Task input:
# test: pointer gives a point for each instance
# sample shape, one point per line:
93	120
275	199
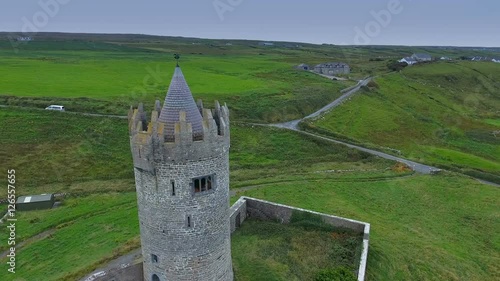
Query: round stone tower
181	164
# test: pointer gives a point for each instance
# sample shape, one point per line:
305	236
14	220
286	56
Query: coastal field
423	227
444	114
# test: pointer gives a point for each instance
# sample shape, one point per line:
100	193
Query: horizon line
239	39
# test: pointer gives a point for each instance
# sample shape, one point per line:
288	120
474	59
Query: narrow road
294	126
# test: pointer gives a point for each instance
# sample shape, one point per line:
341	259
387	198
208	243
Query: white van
55	107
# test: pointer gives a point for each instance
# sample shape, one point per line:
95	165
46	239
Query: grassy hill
445	114
442	227
422	228
53	151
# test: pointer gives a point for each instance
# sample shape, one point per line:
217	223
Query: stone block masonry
264	210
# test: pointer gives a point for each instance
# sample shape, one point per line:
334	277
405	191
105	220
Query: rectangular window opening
203	184
197	187
209	182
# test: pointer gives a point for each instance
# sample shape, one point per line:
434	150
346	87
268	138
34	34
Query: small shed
35	202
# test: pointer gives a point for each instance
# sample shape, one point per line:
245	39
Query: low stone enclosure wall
250	207
264	210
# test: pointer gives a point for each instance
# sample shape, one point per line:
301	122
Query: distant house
302	66
332	68
421	57
35	202
267	44
409	60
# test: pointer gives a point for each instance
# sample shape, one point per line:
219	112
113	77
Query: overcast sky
376	22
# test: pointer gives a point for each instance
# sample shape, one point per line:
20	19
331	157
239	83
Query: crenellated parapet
151	143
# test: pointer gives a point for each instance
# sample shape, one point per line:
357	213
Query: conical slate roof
179	98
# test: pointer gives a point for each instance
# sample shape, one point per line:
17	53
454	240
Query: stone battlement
150	142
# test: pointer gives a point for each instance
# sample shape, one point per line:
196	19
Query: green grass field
422	228
299	251
444	114
53	151
109	78
442	227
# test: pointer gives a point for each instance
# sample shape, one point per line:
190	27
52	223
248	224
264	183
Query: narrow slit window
203	184
209	182
197	187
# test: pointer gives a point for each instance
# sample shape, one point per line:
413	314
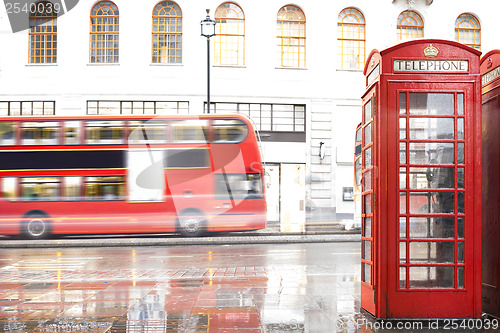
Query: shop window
104	33
410	26
229	35
167	33
351	37
468	31
43	33
291	37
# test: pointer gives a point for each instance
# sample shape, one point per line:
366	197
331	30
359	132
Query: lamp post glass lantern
208	30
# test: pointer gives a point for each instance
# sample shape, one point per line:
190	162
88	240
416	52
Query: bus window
189	131
39	133
40	188
186	158
229	131
238	186
146	131
104	132
72	132
9	188
72	188
104	188
7	133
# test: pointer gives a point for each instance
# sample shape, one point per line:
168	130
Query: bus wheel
192	225
36	226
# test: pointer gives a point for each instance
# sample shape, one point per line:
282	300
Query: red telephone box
490	71
421	184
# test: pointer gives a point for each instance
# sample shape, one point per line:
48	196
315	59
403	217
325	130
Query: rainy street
245	288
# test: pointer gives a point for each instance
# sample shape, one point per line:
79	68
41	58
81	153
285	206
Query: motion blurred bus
129	174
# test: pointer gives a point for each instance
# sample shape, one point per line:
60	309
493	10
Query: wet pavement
304	287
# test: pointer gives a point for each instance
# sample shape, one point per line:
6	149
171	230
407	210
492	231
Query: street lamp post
208	30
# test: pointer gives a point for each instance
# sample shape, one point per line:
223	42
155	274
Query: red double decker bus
129	174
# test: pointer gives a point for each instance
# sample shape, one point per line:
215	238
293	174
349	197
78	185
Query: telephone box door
368	185
430	166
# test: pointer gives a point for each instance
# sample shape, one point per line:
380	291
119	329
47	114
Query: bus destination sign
431	66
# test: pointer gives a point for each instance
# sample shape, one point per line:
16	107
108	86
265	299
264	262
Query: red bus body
196	179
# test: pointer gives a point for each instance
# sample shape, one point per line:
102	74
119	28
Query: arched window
167	33
468	31
410	26
291	37
230	35
104	38
351	36
43	33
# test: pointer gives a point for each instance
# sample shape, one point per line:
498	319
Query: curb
231	240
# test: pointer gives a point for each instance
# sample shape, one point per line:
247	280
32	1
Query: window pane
72	188
432	178
40	188
432	104
432	227
7	133
432	277
432	153
432	129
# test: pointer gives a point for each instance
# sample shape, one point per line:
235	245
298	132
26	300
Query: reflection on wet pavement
252	288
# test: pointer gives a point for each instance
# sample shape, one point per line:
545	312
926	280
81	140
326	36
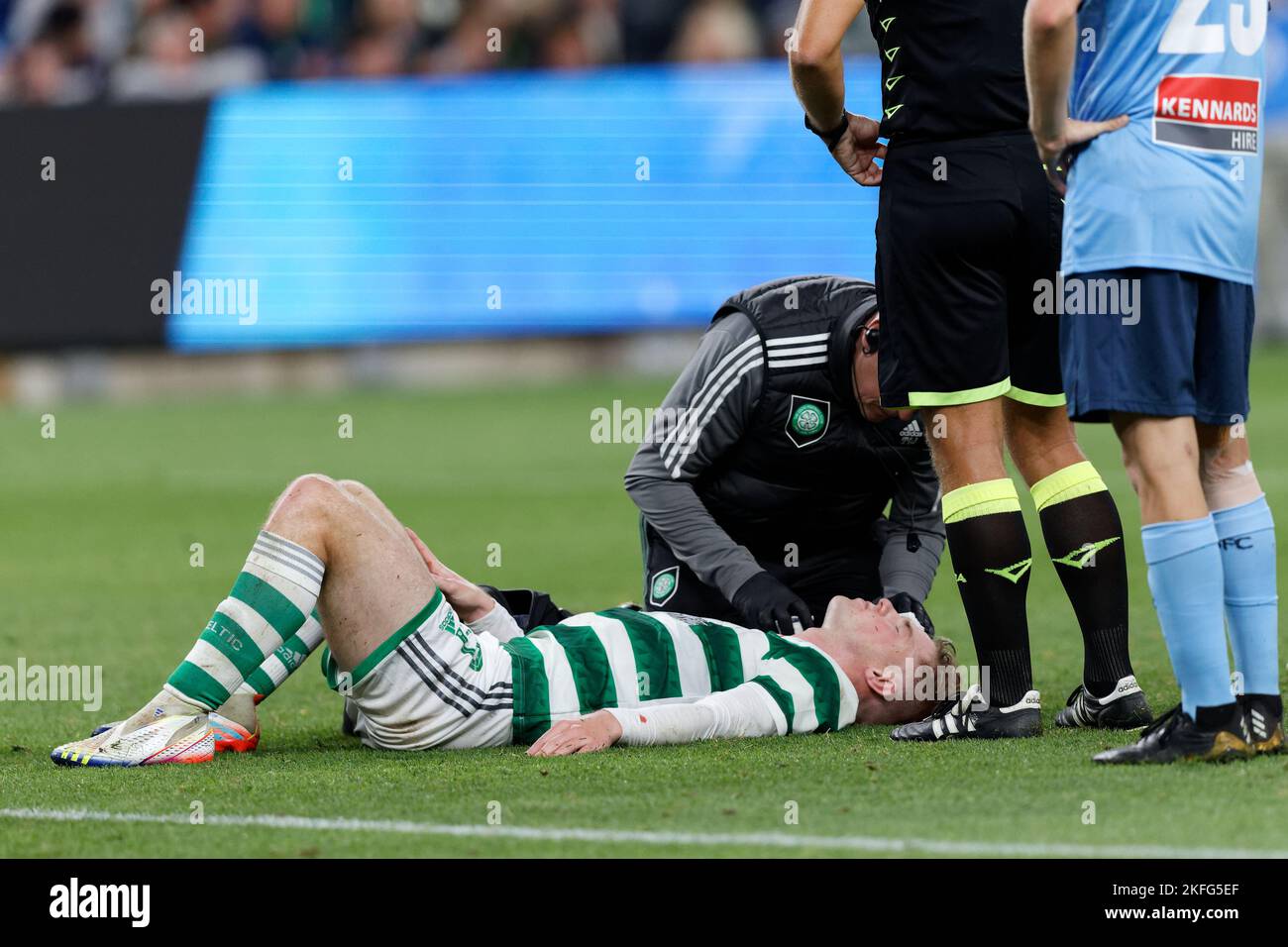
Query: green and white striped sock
284	661
277	589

Task instructions: Extract every line of the data above that contains the string "stone", treating uppercase and lowercase as different.

Response to this task:
Query: round stone tower
Query: stone block masonry
Query: low stone enclosure wall
Query: stone battlement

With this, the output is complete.